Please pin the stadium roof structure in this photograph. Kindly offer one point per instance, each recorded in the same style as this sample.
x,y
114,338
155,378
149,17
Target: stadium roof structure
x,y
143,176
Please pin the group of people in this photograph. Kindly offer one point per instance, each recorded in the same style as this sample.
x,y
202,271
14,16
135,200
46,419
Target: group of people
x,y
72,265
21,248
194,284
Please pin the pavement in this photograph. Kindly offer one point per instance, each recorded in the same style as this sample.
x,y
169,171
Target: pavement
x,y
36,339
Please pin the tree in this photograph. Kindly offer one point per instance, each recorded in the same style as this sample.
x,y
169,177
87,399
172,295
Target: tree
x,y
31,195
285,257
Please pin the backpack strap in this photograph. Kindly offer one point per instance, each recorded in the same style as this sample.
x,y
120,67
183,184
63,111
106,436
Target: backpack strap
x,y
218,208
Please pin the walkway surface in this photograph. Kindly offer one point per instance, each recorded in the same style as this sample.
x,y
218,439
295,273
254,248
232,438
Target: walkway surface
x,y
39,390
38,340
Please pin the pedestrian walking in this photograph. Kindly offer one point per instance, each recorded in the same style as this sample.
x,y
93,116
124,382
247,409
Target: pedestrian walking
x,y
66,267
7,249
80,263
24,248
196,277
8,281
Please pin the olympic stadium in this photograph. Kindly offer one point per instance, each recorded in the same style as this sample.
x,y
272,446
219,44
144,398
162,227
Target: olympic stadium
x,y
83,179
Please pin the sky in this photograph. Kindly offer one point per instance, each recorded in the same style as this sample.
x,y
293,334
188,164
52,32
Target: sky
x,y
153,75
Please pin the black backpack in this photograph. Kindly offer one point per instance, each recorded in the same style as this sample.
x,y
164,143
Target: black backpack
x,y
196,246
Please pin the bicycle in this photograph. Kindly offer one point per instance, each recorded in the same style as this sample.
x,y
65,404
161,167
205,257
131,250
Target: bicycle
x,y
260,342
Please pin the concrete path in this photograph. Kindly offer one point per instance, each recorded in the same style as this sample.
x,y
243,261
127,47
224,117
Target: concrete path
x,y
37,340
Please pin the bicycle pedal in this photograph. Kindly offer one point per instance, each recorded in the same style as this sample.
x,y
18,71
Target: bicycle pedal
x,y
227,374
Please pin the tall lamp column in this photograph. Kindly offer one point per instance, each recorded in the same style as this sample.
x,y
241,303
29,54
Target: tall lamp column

Exercise prompt: Copy out all the data above, replacing "pin" with "mark" wherever it appears and keeping everything else the same.

Solution:
Please mark the stadium roof structure in this photograph. Kindly offer one point per instance, each recorded in the same style as this sample.
x,y
114,338
155,378
149,17
Target: stadium roof structure
x,y
143,176
Please mark the group of people in this photograph. Kindly offer one point per instance, each recorded in the same style as this sample.
x,y
202,271
14,16
135,200
46,419
Target: group of people
x,y
72,265
21,248
194,284
Please mark the pavement in this photograph. Kindly offer one point per instance, each recorded in the same style as this sample.
x,y
169,171
Target: pavement
x,y
36,339
Please mark the tree in this photograph. Kindly offer one point per instance, each recorded in the same style as this sample.
x,y
169,177
87,399
172,295
Target: tree
x,y
31,195
285,257
Please mark the backpack strap in this photograph. Kindly offer one point per instance, each recorded in the same style as this sample.
x,y
120,67
183,184
63,111
106,436
Target: backpack strap
x,y
218,208
Please mark the walkway surface in this photograph. Kindly offer one point per instance, each recorded in the same style as this sample.
x,y
218,439
295,273
254,248
232,438
Target: walkway surface
x,y
39,390
38,340
Please mark the pedestrian walking in this photograph. Kindly offer one point per instance, each recorded in the same style as this sample.
x,y
93,116
124,382
247,409
Target: pedestrian walking
x,y
66,267
7,249
80,263
24,248
196,277
8,281
Please mark the olympic stadium in this photograph. Kindly offer one point per instance, each recorded in the same style as this sample.
x,y
272,446
219,44
144,398
162,227
Target: olympic stadium
x,y
83,179
Please mark the sky in this photograph. Kindly offer one point per instance, each recorded in the same style as this sample.
x,y
293,334
188,164
52,32
Target: sky
x,y
153,75
Please mark the black backpack in this photograph. Kindly offer one point per instance, each recorded in the same style as this sample.
x,y
164,143
Target: black backpack
x,y
196,246
Please mark the bicycle in this photograph. Kindly offer one point per instance, each recorded in the same style as this sample.
x,y
65,404
161,167
205,257
131,250
Target: bicycle
x,y
260,342
Please mark the concrete path in this photograph. Kindly offer one point per instance, each recorded in the same style as this sample.
x,y
243,261
127,47
224,117
Target: concrete path
x,y
37,340
Please mark the bicycle pedal in this photograph. Kindly offer one point per instance, each recorded in the same style as this sample.
x,y
18,71
Target: bicycle pedal
x,y
227,374
Please mark the tall lamp column in this photograph. Kindly offer one point per instance, each recorded in the same style as this sample.
x,y
241,303
29,54
Target: tall lamp column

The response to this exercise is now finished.